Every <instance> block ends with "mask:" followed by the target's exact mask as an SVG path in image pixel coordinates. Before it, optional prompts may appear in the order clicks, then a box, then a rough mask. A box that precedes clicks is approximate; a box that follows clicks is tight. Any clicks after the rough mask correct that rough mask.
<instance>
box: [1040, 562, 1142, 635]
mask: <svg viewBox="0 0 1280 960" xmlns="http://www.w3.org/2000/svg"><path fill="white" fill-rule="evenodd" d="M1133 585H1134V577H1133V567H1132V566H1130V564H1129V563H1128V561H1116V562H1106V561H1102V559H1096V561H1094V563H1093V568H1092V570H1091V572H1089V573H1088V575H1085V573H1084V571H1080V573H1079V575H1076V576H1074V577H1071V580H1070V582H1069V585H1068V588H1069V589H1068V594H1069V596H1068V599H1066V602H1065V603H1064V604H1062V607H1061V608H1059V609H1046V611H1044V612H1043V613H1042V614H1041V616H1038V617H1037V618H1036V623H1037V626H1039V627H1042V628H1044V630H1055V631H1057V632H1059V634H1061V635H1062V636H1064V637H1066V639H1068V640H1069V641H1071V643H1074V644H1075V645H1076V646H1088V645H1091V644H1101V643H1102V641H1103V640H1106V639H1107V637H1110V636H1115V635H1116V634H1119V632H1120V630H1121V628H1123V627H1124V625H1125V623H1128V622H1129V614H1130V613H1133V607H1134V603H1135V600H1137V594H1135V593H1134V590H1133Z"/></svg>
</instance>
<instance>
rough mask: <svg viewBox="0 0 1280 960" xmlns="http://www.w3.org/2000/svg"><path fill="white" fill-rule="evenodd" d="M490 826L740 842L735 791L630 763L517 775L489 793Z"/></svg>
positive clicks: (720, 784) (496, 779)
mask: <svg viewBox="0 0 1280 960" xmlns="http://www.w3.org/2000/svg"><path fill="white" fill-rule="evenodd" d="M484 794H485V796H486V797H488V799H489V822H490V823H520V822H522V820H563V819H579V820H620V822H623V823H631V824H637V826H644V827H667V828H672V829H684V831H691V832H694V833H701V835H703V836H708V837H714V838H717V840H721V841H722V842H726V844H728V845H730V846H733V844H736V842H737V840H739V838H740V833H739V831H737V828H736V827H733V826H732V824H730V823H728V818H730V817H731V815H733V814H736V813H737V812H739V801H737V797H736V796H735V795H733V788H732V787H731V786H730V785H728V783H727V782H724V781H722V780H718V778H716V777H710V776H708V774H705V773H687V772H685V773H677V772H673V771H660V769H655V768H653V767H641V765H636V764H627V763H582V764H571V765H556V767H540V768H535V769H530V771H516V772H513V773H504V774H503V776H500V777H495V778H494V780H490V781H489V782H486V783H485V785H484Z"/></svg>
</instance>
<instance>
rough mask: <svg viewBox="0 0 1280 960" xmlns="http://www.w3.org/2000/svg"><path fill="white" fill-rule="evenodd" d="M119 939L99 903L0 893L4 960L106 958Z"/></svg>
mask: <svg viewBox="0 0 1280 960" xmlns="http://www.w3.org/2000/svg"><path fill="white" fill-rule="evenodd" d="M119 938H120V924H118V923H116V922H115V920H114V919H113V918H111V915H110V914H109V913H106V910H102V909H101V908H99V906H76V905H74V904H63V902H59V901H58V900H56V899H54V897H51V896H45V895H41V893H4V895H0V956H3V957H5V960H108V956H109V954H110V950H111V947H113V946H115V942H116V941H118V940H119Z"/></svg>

> _Requirement_
Repeat the data above starting at the line with "939L99 903L0 893L4" and ending at its last line, exactly, with no other lines.

> _Written answer_
rough mask: <svg viewBox="0 0 1280 960" xmlns="http://www.w3.org/2000/svg"><path fill="white" fill-rule="evenodd" d="M119 939L99 903L0 893L4 960L106 958Z"/></svg>
mask: <svg viewBox="0 0 1280 960" xmlns="http://www.w3.org/2000/svg"><path fill="white" fill-rule="evenodd" d="M119 938H120V924H118V923H116V922H115V920H114V919H113V918H111V915H110V914H109V913H106V910H102V909H101V908H99V906H76V905H74V904H63V902H59V901H58V900H56V899H54V897H51V896H45V895H41V893H4V895H0V956H3V957H5V960H108V956H109V954H110V950H111V947H113V946H115V942H116V941H118V940H119Z"/></svg>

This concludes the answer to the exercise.